Reproduce the following records exactly from the line containing "Expected: for each instance of the wall" onward, ending with the last line and including it.
* START *
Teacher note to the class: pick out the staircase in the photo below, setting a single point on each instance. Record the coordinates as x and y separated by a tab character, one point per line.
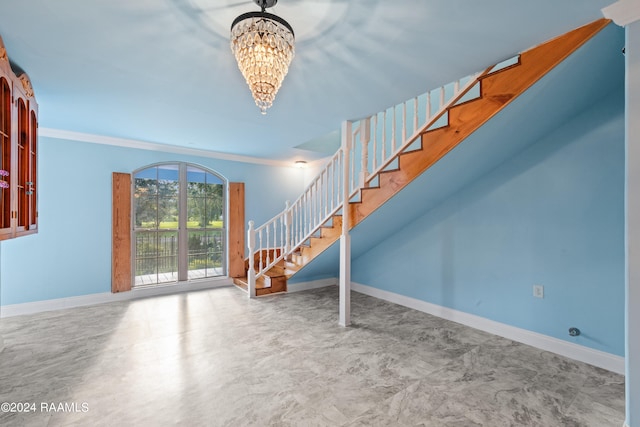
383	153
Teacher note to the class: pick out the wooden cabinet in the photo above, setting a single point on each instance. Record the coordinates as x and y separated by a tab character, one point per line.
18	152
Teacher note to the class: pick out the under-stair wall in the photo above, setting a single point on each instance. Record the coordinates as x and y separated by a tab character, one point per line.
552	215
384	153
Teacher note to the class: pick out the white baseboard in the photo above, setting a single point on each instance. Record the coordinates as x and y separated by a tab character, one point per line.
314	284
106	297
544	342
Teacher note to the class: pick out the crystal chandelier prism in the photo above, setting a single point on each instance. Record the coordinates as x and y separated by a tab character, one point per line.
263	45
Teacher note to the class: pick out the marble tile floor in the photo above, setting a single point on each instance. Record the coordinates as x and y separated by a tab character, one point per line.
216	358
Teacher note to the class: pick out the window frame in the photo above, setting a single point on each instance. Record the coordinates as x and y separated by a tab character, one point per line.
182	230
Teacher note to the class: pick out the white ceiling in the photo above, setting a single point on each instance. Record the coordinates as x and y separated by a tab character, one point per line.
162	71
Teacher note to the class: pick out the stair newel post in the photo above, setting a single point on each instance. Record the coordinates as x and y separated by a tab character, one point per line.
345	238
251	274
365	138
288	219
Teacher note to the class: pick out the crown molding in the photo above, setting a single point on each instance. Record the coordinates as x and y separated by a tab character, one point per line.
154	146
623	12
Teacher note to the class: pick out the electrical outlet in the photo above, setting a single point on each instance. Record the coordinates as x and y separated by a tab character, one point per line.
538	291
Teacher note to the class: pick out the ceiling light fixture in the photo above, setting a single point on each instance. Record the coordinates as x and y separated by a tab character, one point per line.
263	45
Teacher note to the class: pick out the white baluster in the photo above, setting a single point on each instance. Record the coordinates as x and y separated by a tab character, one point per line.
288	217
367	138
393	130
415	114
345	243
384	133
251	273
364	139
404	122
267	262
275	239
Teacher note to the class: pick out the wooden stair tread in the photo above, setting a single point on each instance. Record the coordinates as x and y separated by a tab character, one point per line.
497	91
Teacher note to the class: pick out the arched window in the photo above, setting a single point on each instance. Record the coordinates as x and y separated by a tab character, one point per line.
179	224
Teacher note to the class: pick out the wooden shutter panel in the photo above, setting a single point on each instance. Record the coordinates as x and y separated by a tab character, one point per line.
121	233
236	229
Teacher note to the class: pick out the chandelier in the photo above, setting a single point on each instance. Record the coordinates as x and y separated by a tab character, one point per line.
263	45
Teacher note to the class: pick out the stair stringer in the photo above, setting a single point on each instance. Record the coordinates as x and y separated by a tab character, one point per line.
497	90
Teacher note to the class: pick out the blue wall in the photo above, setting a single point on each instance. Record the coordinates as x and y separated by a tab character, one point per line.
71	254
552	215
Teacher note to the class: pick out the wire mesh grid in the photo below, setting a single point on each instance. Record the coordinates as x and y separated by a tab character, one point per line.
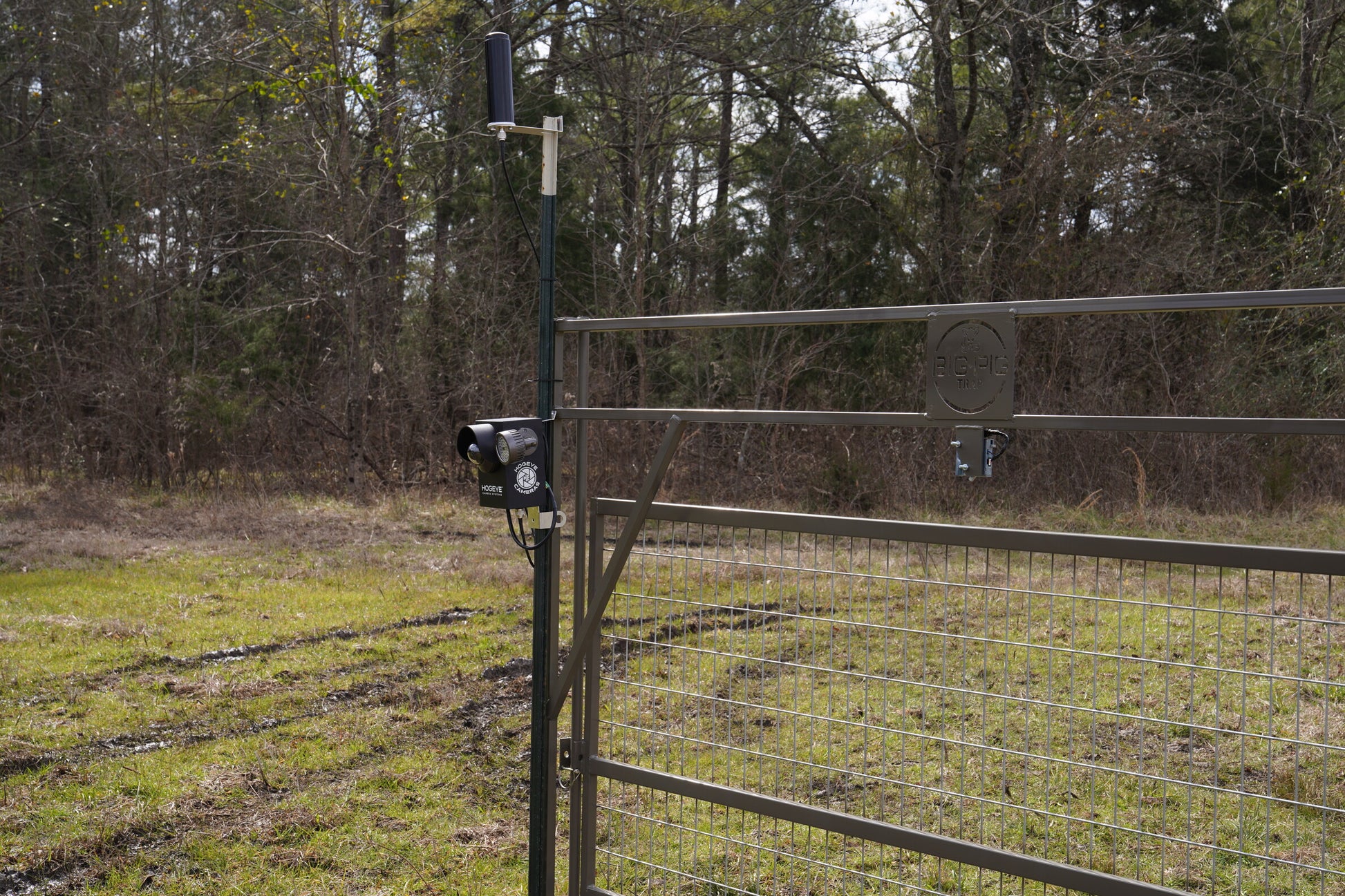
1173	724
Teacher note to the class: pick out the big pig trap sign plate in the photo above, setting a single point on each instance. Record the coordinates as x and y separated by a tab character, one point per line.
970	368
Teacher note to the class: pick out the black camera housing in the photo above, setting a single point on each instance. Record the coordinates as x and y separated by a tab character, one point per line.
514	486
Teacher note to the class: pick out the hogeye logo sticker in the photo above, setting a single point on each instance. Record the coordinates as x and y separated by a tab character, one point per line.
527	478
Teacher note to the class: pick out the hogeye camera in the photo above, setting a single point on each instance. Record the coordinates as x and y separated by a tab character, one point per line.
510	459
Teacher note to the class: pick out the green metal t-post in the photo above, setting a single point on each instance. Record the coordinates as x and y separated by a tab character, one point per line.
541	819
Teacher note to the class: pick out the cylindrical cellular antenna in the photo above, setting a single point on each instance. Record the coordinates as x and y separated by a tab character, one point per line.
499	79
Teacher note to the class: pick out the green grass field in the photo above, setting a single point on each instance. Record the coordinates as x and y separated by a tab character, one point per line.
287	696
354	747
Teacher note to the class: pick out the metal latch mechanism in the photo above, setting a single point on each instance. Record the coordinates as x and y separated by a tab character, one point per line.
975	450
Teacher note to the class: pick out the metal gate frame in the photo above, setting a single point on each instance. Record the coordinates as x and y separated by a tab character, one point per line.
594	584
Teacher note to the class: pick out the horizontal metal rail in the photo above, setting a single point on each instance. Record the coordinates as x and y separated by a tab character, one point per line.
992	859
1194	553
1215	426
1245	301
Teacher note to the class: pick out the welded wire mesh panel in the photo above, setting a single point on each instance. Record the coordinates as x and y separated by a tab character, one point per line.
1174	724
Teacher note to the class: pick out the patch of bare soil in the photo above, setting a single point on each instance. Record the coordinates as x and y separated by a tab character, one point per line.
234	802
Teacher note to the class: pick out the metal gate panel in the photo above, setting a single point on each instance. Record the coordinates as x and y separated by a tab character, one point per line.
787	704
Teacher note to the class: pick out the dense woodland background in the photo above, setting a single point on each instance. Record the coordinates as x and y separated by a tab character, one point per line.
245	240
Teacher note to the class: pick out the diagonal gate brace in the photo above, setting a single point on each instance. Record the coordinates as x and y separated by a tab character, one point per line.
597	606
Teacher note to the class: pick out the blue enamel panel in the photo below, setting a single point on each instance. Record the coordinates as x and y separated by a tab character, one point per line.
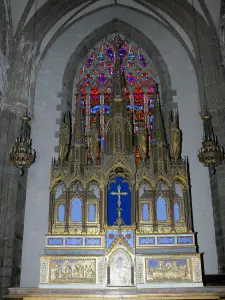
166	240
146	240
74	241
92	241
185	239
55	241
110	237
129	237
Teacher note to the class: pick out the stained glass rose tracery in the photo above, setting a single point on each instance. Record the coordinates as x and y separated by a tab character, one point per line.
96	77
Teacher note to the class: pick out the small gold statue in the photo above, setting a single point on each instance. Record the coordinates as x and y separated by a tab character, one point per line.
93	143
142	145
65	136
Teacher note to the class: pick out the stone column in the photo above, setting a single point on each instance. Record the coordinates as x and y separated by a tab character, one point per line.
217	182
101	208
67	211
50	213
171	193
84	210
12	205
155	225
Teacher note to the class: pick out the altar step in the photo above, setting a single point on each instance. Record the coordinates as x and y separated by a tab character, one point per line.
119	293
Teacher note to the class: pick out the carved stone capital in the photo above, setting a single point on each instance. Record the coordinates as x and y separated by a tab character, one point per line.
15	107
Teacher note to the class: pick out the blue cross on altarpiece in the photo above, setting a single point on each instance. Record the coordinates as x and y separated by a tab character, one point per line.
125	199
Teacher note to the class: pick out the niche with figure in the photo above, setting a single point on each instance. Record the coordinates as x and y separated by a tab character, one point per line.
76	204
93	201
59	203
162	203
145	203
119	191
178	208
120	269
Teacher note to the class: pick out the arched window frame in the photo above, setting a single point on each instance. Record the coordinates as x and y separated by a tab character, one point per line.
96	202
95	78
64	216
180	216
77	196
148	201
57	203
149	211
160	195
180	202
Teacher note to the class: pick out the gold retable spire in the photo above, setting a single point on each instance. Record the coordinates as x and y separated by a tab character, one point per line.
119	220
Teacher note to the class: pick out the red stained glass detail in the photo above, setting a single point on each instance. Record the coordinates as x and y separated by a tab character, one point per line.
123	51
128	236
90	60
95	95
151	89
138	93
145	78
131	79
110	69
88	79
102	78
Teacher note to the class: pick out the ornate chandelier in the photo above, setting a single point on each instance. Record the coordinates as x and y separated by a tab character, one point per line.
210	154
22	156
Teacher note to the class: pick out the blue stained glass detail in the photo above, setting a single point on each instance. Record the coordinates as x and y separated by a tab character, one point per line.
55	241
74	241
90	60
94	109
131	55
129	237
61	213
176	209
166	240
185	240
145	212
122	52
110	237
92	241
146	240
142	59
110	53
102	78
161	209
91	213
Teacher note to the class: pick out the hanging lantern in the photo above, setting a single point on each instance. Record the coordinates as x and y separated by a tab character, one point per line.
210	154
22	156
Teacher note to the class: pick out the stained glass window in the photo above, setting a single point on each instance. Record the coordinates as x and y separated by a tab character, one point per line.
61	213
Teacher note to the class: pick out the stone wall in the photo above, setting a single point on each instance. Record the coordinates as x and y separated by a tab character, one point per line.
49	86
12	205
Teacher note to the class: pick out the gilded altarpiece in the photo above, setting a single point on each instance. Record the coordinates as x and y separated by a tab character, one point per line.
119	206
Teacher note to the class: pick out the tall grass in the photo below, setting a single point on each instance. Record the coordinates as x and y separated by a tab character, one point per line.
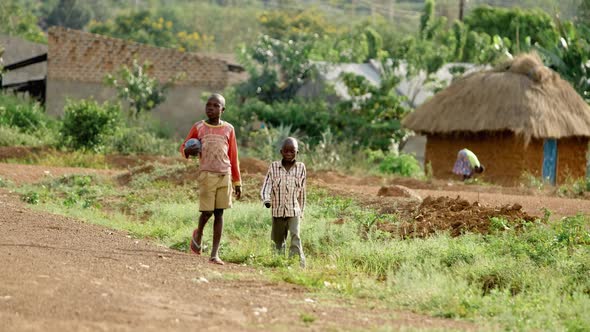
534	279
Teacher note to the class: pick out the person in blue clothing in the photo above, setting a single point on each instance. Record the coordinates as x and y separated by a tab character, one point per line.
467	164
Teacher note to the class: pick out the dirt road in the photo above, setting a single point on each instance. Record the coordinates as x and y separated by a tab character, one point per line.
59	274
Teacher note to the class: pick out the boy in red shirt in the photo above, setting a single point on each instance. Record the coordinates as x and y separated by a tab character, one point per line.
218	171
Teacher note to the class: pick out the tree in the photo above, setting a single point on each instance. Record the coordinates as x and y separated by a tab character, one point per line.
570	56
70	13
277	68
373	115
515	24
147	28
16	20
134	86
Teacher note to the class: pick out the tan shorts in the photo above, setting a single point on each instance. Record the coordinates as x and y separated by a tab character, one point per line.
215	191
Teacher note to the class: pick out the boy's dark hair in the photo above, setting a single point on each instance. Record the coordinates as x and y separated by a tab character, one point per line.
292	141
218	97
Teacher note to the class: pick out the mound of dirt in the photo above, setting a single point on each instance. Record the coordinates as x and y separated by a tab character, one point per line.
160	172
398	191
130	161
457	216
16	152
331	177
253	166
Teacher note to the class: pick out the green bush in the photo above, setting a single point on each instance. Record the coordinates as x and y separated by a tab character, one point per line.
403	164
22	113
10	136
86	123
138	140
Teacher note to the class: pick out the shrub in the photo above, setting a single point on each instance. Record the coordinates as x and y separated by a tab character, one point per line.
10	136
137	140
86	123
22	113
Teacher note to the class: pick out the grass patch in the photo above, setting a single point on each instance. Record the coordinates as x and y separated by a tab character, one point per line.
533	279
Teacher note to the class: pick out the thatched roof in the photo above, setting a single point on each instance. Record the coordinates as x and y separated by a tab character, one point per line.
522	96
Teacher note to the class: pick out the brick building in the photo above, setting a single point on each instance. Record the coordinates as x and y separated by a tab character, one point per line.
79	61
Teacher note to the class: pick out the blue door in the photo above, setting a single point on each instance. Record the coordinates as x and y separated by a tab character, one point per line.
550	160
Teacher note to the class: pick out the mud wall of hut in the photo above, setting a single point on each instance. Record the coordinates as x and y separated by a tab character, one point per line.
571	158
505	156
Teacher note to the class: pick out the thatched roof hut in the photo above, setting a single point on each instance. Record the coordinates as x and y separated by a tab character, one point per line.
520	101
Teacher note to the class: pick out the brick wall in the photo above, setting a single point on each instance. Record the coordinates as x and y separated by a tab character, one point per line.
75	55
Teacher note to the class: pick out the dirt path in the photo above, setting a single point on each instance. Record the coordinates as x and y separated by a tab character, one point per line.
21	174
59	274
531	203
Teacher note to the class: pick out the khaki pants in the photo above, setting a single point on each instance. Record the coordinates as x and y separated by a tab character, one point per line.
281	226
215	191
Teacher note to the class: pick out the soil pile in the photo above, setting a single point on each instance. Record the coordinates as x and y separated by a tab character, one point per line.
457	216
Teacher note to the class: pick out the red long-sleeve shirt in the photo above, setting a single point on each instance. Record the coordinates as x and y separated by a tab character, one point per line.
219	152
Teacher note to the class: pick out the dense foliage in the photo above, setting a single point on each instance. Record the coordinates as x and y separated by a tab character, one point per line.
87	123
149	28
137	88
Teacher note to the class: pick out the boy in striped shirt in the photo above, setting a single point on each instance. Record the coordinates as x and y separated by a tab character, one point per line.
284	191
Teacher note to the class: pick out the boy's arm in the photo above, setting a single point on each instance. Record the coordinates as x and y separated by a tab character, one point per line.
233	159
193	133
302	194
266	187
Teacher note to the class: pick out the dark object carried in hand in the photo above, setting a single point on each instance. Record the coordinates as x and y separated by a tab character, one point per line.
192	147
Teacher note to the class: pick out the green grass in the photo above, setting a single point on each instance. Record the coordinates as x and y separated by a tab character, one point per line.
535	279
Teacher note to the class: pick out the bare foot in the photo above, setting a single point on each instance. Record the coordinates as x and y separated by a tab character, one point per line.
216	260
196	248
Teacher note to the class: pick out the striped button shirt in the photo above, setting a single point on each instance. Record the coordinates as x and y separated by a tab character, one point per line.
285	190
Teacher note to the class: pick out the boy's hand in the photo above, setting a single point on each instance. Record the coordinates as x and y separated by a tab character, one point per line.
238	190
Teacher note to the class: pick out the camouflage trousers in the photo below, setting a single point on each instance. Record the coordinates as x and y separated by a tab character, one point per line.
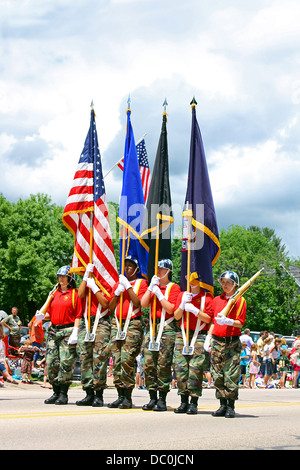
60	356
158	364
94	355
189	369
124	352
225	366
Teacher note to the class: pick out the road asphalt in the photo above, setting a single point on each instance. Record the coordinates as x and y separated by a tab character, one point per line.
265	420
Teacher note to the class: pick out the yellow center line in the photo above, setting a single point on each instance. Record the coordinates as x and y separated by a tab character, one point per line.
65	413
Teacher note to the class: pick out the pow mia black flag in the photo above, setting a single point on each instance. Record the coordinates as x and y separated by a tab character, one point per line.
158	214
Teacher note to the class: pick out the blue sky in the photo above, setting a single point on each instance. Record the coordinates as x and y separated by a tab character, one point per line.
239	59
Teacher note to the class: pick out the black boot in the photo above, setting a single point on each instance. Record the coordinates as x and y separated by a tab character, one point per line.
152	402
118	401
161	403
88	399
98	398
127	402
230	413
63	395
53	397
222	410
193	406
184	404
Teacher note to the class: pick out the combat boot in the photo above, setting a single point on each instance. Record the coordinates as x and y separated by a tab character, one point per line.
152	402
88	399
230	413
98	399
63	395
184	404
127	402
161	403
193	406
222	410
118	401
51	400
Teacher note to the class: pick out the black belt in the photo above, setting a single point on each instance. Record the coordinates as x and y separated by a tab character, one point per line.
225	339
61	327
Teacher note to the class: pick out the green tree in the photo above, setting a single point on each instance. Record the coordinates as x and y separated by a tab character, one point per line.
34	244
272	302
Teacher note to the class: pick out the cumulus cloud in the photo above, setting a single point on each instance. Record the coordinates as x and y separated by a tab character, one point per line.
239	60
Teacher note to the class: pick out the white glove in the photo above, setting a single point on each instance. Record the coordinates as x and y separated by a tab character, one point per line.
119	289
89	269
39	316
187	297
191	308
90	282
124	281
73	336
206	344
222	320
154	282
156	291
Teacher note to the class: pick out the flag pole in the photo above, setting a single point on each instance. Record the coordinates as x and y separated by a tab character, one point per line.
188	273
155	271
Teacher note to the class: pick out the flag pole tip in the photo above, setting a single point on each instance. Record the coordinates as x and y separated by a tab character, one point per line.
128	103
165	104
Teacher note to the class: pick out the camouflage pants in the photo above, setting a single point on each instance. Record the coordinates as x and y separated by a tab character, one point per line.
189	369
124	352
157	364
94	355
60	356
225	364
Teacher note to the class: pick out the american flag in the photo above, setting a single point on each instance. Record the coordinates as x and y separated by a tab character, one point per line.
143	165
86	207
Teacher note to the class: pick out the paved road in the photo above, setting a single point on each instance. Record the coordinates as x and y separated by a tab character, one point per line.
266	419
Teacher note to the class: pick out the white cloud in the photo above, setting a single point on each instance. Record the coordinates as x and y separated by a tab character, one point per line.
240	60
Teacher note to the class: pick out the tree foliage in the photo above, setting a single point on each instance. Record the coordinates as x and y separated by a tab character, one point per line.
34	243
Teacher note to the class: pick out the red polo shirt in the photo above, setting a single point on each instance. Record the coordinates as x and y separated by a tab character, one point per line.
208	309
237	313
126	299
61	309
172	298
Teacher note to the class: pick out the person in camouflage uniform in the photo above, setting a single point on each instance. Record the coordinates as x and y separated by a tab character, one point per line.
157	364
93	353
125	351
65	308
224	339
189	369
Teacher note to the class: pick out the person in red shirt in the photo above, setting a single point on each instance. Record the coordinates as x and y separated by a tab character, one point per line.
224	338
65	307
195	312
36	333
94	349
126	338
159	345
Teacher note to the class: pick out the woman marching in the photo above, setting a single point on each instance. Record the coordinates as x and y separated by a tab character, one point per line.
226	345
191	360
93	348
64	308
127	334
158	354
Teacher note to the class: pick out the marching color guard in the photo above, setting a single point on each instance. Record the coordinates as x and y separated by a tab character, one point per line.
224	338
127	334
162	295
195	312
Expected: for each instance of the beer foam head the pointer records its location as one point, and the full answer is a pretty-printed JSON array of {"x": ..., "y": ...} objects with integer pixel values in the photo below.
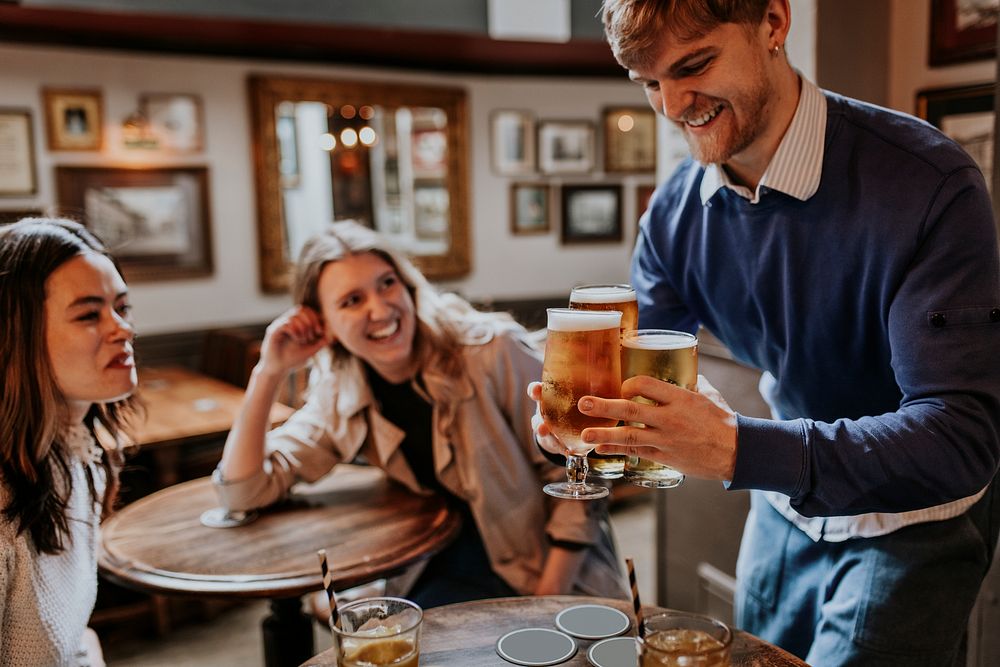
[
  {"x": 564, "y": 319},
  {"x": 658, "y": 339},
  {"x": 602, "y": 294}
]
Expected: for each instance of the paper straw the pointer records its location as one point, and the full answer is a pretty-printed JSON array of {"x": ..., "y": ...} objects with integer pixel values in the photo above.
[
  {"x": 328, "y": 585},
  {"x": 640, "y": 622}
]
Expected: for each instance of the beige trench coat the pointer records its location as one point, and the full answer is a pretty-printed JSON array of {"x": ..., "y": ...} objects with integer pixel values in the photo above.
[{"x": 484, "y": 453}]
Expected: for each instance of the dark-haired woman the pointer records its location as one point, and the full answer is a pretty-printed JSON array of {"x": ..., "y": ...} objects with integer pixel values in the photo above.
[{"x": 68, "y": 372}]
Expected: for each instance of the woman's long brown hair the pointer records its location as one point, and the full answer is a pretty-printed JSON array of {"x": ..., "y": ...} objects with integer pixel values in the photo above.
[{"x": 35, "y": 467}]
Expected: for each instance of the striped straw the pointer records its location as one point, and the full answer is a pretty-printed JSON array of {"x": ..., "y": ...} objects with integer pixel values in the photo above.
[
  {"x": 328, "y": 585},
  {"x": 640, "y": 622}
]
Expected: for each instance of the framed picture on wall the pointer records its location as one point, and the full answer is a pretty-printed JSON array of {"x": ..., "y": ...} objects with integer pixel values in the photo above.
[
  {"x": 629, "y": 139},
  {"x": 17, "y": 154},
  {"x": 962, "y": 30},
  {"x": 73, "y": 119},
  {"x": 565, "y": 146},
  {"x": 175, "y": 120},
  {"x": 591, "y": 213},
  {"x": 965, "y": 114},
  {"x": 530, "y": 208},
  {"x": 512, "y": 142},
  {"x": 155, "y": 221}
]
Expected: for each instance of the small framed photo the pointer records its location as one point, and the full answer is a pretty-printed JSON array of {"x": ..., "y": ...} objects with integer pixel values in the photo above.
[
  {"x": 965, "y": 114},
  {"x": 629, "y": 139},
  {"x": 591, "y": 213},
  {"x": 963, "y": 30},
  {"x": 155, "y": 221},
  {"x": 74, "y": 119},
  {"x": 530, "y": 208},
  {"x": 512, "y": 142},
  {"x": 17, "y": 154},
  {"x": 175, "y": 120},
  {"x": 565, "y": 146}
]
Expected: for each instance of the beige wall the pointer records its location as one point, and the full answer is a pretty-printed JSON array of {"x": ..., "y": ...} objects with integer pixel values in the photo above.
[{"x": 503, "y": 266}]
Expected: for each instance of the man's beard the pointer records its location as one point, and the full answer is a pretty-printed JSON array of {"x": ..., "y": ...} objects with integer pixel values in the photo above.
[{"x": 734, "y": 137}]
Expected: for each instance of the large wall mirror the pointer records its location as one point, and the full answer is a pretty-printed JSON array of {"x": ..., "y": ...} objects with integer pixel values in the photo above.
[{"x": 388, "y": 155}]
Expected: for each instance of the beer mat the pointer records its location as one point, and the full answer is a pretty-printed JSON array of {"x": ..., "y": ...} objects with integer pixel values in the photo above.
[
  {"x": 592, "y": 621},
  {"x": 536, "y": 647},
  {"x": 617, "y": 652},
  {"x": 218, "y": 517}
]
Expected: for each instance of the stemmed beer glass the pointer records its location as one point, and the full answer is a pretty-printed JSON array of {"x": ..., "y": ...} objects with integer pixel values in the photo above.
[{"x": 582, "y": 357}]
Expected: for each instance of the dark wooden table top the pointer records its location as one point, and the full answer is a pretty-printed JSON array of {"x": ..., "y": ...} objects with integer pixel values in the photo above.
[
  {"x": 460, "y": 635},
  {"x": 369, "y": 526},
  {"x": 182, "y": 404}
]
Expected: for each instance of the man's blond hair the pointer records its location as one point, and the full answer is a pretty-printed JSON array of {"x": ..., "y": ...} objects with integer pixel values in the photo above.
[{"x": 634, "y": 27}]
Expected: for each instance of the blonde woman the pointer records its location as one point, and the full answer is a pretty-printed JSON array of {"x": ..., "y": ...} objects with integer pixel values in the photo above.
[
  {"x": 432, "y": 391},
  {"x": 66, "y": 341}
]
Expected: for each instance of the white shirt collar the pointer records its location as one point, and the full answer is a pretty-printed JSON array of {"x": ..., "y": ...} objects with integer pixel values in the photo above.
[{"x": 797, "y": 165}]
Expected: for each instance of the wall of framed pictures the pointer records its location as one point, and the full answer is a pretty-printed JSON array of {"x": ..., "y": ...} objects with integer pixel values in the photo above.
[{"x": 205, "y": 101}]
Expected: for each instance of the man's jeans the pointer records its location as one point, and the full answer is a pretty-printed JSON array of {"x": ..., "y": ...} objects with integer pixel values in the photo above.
* END *
§ Exercise solution
Expected: for each instance of the wall of framed pictures the pointer records its location as one point, and the full answer is a pretty-printed JSON array of {"x": ..., "y": ...} objects with integer pixel values in the photo above.
[{"x": 205, "y": 101}]
Expected: for each instance of the man's jeans the pointer records its location as one point, and the full answer is a pretty-printed JSON array of {"x": ..., "y": ...} objects with integer pixel values in the photo above.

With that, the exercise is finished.